┌──

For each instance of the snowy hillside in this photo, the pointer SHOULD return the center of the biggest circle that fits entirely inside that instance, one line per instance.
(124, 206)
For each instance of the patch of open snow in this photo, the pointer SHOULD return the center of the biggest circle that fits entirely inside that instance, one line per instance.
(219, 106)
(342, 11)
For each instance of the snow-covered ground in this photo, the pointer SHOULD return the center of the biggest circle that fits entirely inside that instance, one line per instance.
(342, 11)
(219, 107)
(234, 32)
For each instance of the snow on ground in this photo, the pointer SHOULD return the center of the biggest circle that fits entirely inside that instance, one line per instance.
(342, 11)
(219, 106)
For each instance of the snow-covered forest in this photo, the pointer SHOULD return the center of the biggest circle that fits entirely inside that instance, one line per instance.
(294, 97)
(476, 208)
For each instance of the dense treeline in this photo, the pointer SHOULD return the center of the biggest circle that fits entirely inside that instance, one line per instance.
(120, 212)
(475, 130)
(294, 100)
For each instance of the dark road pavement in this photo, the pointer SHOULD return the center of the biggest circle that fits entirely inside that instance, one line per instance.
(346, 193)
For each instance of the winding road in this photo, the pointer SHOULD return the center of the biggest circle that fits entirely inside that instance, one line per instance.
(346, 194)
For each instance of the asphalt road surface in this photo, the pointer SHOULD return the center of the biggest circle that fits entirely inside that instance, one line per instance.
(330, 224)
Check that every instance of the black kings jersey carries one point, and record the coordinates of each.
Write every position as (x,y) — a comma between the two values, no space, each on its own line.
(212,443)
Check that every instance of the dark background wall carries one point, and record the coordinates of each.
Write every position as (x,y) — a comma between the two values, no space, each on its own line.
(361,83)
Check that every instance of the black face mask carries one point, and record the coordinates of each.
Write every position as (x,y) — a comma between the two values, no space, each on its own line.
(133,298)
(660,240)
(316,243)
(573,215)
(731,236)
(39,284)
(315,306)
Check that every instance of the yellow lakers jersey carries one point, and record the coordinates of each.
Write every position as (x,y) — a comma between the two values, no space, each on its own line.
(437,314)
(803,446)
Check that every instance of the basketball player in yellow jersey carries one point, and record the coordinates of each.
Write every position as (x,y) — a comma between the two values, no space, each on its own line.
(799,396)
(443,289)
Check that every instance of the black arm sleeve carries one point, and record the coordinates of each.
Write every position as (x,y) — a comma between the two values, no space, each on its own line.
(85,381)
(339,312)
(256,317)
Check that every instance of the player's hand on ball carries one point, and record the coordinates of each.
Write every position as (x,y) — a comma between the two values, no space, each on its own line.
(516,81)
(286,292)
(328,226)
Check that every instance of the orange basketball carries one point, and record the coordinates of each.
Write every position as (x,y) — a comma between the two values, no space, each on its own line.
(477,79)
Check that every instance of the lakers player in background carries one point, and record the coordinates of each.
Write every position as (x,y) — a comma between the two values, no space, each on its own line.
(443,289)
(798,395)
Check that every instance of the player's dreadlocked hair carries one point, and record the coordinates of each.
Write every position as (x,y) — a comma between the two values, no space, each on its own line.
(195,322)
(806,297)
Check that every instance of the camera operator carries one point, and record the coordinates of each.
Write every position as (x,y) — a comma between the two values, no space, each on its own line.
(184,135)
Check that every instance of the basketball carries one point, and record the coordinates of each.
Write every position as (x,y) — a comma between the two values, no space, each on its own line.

└──

- **Instructions to follow**
Copy down the whole of the data above, matching it exactly.

- **Response to the exercise**
For each instance of the snowy hillside in this photo, the pointer SHOULD return the center of the biggest circle that fits entirely inside that instance, one line per instance.
(124, 206)
For each instance of the patch of open snow in this photo, the pointer SHOULD return the center of the biggest circle that fits entirely inside that instance, one line per instance.
(219, 106)
(342, 11)
For each instance of the snow-covered ground in this photo, the pointer SHOULD return the center of the biggest circle that fits entirely inside that instance, one line per instance.
(342, 11)
(219, 107)
(234, 32)
For each instance of the snow on ground in this photo, the pointer SHOULD return the center of the biggest circle that fits entirely inside that instance, one line per instance.
(342, 11)
(219, 106)
For each instance of the snow-covered forest in this photo, the pointer SHOULD return the center of the biggest circle that fits entirely inside that instance, one line per instance.
(294, 97)
(476, 208)
For each instance of the dense treeline in this photo, the pointer SHOULD return the center of the biggest circle that fits entirely inside that instance, one line per instance.
(120, 212)
(475, 130)
(294, 100)
For each instance of the dark road pavement in this photo, the pointer SHOULD return the center of the biggest circle that fits entirely inside that instance, one line per instance.
(346, 193)
For each instance of the winding road in this photo, the pointer SHOULD return the center of the biggest circle that fits entirely inside that instance, one line per instance.
(346, 194)
For each instance of the asphalt road surface in this photo, the pointer SHOULD return the center of the biggest circle that fits entirely inside that instance, one line per instance.
(330, 224)
Check that every instance of the black kings jersey carries one point, and record the coordinates of each.
Write every position as (x,y) — a comma between the two values, no space, each on its own line.
(212,443)
Check that every instance of the dark background wall carries one point, and record the coordinates of each.
Write every position as (x,y) — a comma between the two values, no space, each on its own line.
(361,83)
Check that every instance of the black face mask carries one point, and record the coordinates of each.
Write every position as (x,y) — a comma between the two values, no space, each on its own line.
(133,298)
(660,240)
(316,243)
(573,215)
(731,236)
(39,284)
(315,306)
Check that every instance of the yellow lakers jersey carries one point, and record the coordinates of each.
Write every position as (x,y) — a comma between the two values, no space, each on its own line.
(437,314)
(803,446)
Check that every instance of the basketball player in yellow jersey carries one point, and record the coordinates of each.
Write every position as (x,y) — a comma between the two values, no space, each on its own line.
(799,396)
(443,289)
Check that every instance of the black arm sleeve carries one point, and record the coordinates of each.
Write every position as (x,y) — a comma between the two values, no space, each on its own line.
(85,381)
(339,312)
(256,317)
Check that every instance of the player's hand on ball carries one point, and record the coordinates of each.
Write every position as (x,y) — a comma between the two values, no space, each on its own line.
(516,81)
(286,292)
(328,226)
Check that every instance of the orange basketball carries one point, and record the coordinates of each.
Write every position as (x,y) — a comma between the two values, no space, each on its own line.
(477,79)
Check that every instance of the lakers player in background carries one point, and record the coordinates of each.
Write every position as (x,y) — a comma between the two values, no space, each on its own line.
(443,289)
(798,395)
Check that every instance of the player's dreadlocked hair carries one point, and record the coordinates of each.
Write every position as (x,y) — a comma between the two values, no space, each on its own line.
(195,322)
(806,297)
Check that every instance of the camera operator carries one point, and record the coordinates of each.
Write every position as (x,y) — a comma between the two values, no space, each on its own line.
(184,135)
Check that every instance of the basketball carries one point, and record the coordinates of each.
Write every position as (x,y) — a comma between the two values, no space, each on its own line.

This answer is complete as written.